▶ **Activity**
Copy the opening lines of the listing exactly, through and including the line with "positive clicks: (1445, 1094)"; do not copy any pictures.

▶ **Excerpted data**
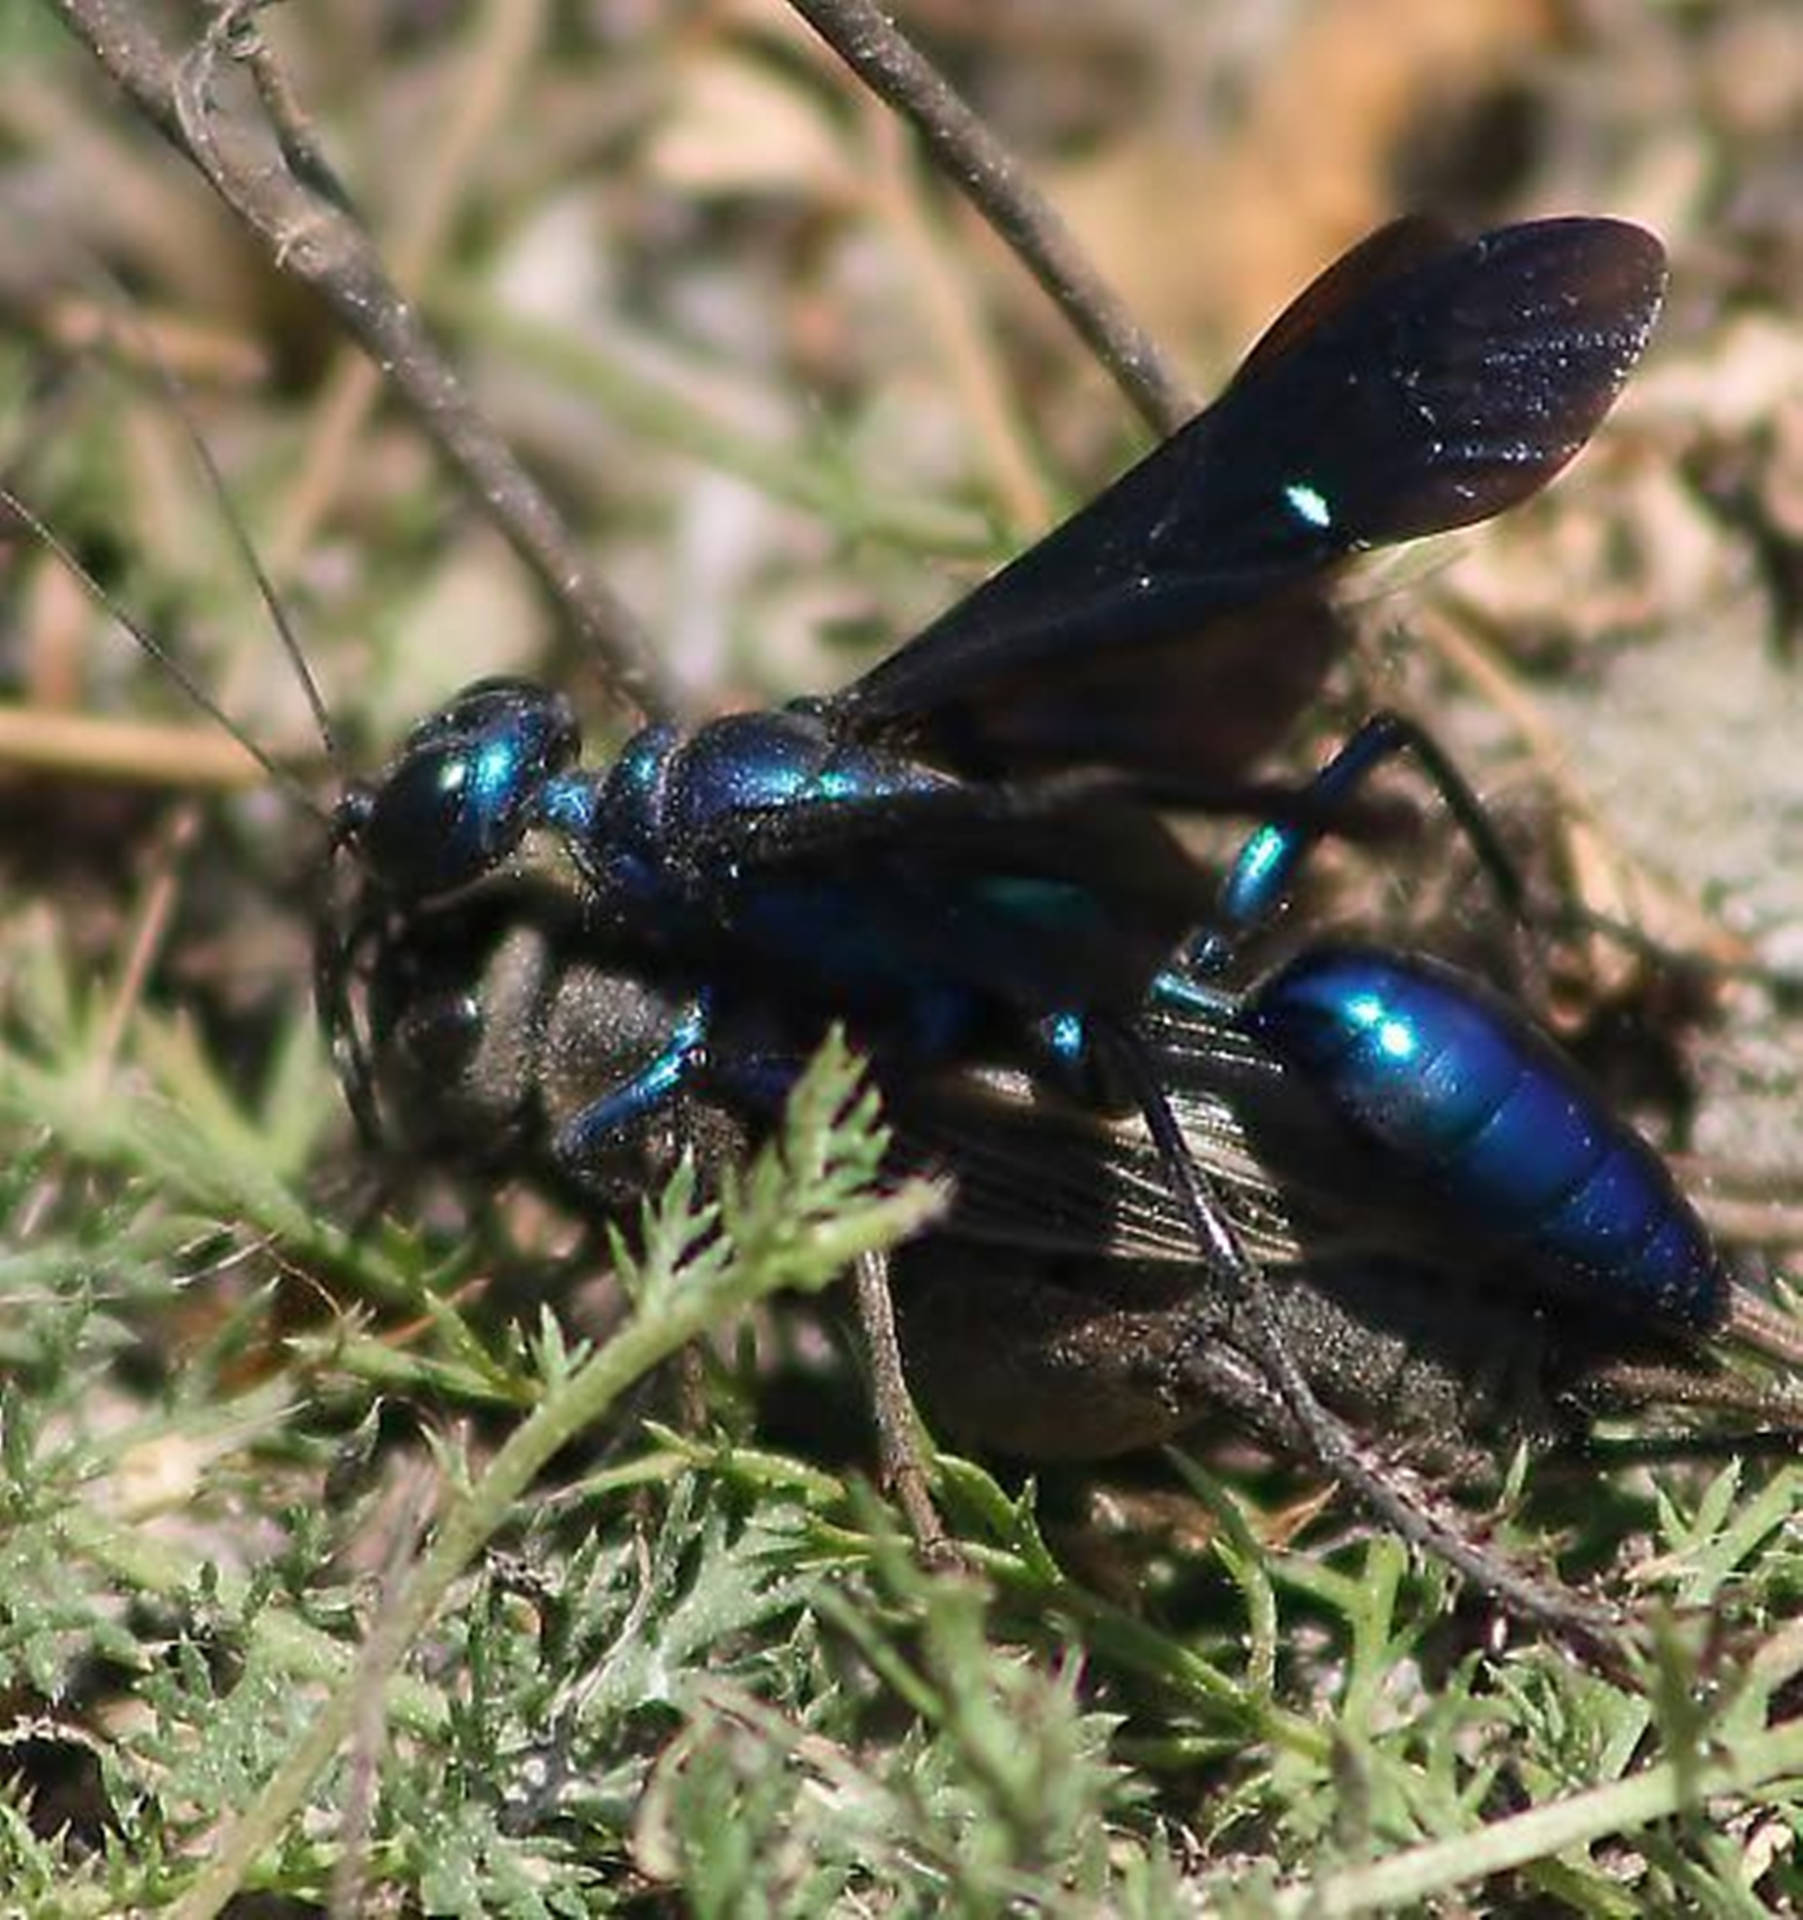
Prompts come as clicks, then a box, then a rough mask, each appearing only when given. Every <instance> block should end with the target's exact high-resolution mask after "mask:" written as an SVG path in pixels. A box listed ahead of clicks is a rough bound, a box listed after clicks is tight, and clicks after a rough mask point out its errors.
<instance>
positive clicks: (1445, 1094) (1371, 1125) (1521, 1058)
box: [1240, 947, 1728, 1329]
mask: <svg viewBox="0 0 1803 1920" xmlns="http://www.w3.org/2000/svg"><path fill="white" fill-rule="evenodd" d="M1240 1023H1242V1025H1244V1027H1246V1029H1248V1031H1250V1033H1252V1035H1256V1037H1258V1039H1260V1041H1262V1043H1263V1044H1265V1046H1269V1048H1271V1052H1275V1054H1277V1056H1279V1058H1281V1060H1285V1062H1286V1064H1288V1066H1292V1068H1296V1069H1298V1071H1300V1073H1304V1075H1306V1077H1308V1081H1310V1083H1311V1087H1313V1089H1317V1091H1319V1092H1321V1094H1323V1096H1325V1098H1327V1100H1329V1102H1331V1104H1333V1108H1334V1110H1336V1112H1338V1114H1342V1116H1344V1119H1346V1121H1348V1123H1350V1125H1352V1127H1354V1129H1356V1131H1358V1133H1359V1135H1363V1137H1365V1139H1367V1140H1371V1142H1375V1144H1379V1146H1382V1148H1384V1150H1386V1152H1388V1154H1392V1156H1394V1158H1396V1162H1398V1164H1400V1169H1402V1171H1406V1173H1409V1175H1415V1177H1419V1179H1425V1181H1427V1183H1429V1185H1430V1187H1432V1188H1434V1190H1436V1192H1438V1196H1440V1198H1442V1202H1444V1204H1446V1206H1448V1208H1450V1210H1452V1212H1454V1213H1455V1215H1457V1217H1459V1219H1461V1221H1469V1223H1471V1225H1473V1227H1477V1229H1482V1231H1484V1233H1486V1235H1488V1236H1490V1238H1492V1240H1494V1242H1498V1244H1519V1246H1525V1248H1528V1250H1530V1252H1532V1254H1534V1258H1536V1260H1538V1261H1542V1263H1544V1265H1546V1267H1548V1271H1550V1275H1551V1277H1553V1279H1559V1281H1563V1283H1565V1284H1571V1286H1578V1288H1588V1290H1590V1298H1592V1300H1594V1302H1596V1304H1598V1306H1603V1308H1607V1309H1613V1311H1647V1313H1653V1315H1659V1317H1663V1319H1667V1321H1672V1323H1678V1325H1688V1327H1697V1329H1711V1327H1717V1325H1720V1321H1722V1317H1724V1315H1726V1311H1728V1277H1726V1273H1724V1271H1722V1263H1720V1258H1719V1256H1717V1252H1715V1248H1713V1244H1711V1240H1709V1235H1707V1231H1705V1227H1703V1221H1701V1219H1699V1217H1697V1213H1695V1210H1694V1208H1692V1206H1690V1202H1688V1200H1686V1198H1684V1194H1682V1192H1680V1190H1678V1187H1676V1183H1674V1181H1672V1177H1671V1171H1669V1169H1667V1165H1665V1162H1663V1160H1661V1158H1659V1154H1655V1152H1653V1148H1651V1146H1647V1144H1646V1140H1642V1139H1640V1135H1638V1133H1634V1131H1632V1129H1630V1127H1628V1125H1626V1123H1624V1121H1621V1119H1617V1117H1615V1116H1613V1114H1611V1112H1609V1108H1607V1106H1605V1104H1603V1098H1601V1094H1598V1091H1596V1089H1594V1087H1590V1083H1588V1081H1586V1079H1584V1077H1582V1073H1580V1071H1578V1069H1576V1068H1575V1066H1573V1062H1571V1060H1569V1058H1567V1056H1565V1054H1563V1052H1559V1048H1557V1046H1553V1043H1551V1041H1550V1039H1546V1037H1544V1035H1542V1033H1540V1031H1538V1029H1536V1027H1532V1025H1530V1023H1528V1021H1527V1020H1525V1018H1523V1016H1521V1014H1519V1012H1517V1010H1515V1008H1513V1006H1511V1004H1509V1002H1507V1000H1503V998H1502V996H1500V995H1496V993H1492V991H1490V989H1486V987H1482V985H1480V983H1478V981H1475V979H1469V977H1467V975H1463V973H1459V972H1455V970H1454V968H1448V966H1444V964H1440V962H1436V960H1429V958H1425V956H1421V954H1404V952H1386V950H1379V948H1369V947H1315V948H1310V950H1306V952H1302V954H1298V956H1296V958H1294V960H1292V962H1288V964H1286V966H1283V968H1279V970H1277V972H1275V973H1271V975H1269V977H1267V979H1265V981H1262V983H1260V985H1258V987H1256V989H1254V991H1252V993H1250V995H1248V998H1246V1000H1244V1004H1242V1008H1240Z"/></svg>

▶ **Exercise result**
Prompts come as clicks, then a box, then a rough mask, each appearing only when given. Every <instance> block should end with the target's exact high-resolution mask after "mask:" written as an SVG path in pixels. A box listed ahead of clicks is a rough bound, a box listed after clicks is tight, and clicks after a rough mask point out its errors.
<instance>
positive clicks: (1445, 1094) (1371, 1125) (1521, 1058)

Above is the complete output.